§ **What the task asks**
Copy out every line of the data that follows, exactly.

# # # # #

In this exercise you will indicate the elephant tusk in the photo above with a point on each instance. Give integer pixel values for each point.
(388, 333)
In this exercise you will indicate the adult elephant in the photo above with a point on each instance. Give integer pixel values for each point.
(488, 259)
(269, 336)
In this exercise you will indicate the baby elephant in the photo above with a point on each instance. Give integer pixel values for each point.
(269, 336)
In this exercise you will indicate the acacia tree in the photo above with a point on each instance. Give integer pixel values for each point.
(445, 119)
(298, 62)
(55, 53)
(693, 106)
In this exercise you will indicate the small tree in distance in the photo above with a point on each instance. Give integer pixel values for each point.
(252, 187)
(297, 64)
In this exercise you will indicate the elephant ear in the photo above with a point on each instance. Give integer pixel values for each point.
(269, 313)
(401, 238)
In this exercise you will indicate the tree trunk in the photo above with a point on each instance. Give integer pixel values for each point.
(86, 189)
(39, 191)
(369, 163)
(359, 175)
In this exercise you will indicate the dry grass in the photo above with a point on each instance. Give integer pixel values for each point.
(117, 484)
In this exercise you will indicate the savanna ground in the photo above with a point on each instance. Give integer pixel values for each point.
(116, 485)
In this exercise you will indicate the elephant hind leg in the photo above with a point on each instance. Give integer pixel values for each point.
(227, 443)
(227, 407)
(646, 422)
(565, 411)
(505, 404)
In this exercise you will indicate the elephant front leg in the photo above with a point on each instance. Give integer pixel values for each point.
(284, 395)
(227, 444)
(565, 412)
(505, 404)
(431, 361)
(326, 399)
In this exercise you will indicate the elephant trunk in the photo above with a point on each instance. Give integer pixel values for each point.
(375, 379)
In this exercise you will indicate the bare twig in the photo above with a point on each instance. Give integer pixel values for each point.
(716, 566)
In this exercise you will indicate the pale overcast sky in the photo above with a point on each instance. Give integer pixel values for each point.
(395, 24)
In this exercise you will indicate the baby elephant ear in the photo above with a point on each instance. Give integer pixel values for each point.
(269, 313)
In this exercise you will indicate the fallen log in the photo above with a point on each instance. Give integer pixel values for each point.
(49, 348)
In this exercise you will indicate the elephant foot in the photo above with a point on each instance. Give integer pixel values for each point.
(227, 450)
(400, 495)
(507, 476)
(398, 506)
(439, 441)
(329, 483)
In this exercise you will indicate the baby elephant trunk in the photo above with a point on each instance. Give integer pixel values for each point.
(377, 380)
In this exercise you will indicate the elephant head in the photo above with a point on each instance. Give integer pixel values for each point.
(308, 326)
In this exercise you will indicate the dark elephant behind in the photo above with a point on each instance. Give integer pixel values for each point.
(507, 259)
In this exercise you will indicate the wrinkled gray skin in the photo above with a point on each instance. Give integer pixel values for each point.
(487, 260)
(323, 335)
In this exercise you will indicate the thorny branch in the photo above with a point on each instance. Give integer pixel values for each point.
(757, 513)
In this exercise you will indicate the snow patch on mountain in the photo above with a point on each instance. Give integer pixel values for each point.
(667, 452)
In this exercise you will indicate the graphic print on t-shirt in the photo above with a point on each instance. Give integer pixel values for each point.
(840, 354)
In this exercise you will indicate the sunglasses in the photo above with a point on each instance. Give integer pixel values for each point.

# # # # #

§ **Expected answer**
In this exercise you will indicate the elephant tusk in the photo above with a point on each instance. Give integer pixel values for each point.
(388, 333)
In this exercise you will indicate the adult elephant in the photo above with a point on each instance. Give integer pixel values for each point.
(488, 259)
(269, 336)
In this exercise you will indicate the baby elephant in the photo above with a point on each instance. Give integer pixel values for each point.
(269, 336)
In this exercise you will indicate the acacia tree in the photo above with a point on each instance. Give integer pixel values for each point.
(445, 119)
(298, 62)
(55, 53)
(693, 106)
In this exercise you will indicate the small tree in distance in the photo above with a point on each instance. Give integer pixel values for each point.
(252, 187)
(297, 64)
In this exercise you will indicate the elephant ear in the photo above with a point on each instance. Give integer pixel values for each point.
(269, 313)
(401, 238)
In this exercise you will indicate the tree trunk in the photo above with a point on each instance. Give integer pixel values for each point.
(86, 189)
(39, 191)
(369, 163)
(359, 175)
In this exercise you will indicate the dry grass in the photo above with a point on each instance. Give integer pixel values for each point.
(117, 484)
In this exercise you will indicate the savanna ground in the photo above with a point on each instance. Give integer pixel values for each point.
(116, 485)
In this exercise you will indicate the elephant hind leg in the photo above with a point on each instance. Give integer pixel values for each point.
(227, 443)
(227, 407)
(646, 422)
(565, 411)
(505, 404)
In this exercise you will indicate the elephant front leg in the photo above with a point on each instance. Give integer pixel values for each point.
(284, 395)
(227, 444)
(565, 412)
(505, 404)
(431, 361)
(326, 399)
In this exercise you will indicate the elephant trunk in the photo above with a point on each instance. Give integer pixel values for each point.
(375, 379)
In this exercise you will indicate the bare twig in the photo above with a point on each instance. Give integer pixel values for each point.
(716, 566)
In this exercise you will indicate the pale overcast sky in the photo above with a point on each instance. Give integer pixel values for each point.
(395, 24)
In this exercise you will indicate the baby elephant ear in the photo above with a point on each instance. Give integer pixel values for each point.
(269, 313)
In this exercise you will indicate the fallen log in the photo above with a point on each instance. Give integer pixel values for each point.
(49, 348)
In this exercise you will indicate the elephant foot in the photo above with a point on each instance. Give integer pixel values for each point.
(227, 450)
(400, 495)
(507, 476)
(398, 506)
(439, 441)
(329, 483)
In this exercise you will indicate the baby elephant trunk in the photo above with a point on each instance. Give integer pixel values for each point.
(377, 380)
In this exercise you will indicate the elephant head in the photo above with a point on each instance. Give integer pixel values for each point.
(308, 326)
In this exercise you will indicate the dark elephant behind in the photo above with a point on each instance. Give integer pixel values for each point.
(507, 259)
In this exercise you will indicate the wrinkled gray skin in the photo above with a point on each instance. Give integer pixel values for each point.
(487, 260)
(323, 335)
In this exercise you will indicate the thorny branch in the photo above with a point on each instance. Give integer pixel values for each point.
(757, 513)
In this exercise you will indicate the snow patch on mountain in the photo above with a point on each instance. Give integer pixel values for each point.
(667, 452)
In this exercise you will indicate the graphic print on t-shirt in the photo above with a point on each instance. Give integer pixel values for each point.
(840, 354)
In this exercise you will indicate the sunglasses in the photo above with a point on each instance. Give integer pixel values for each point.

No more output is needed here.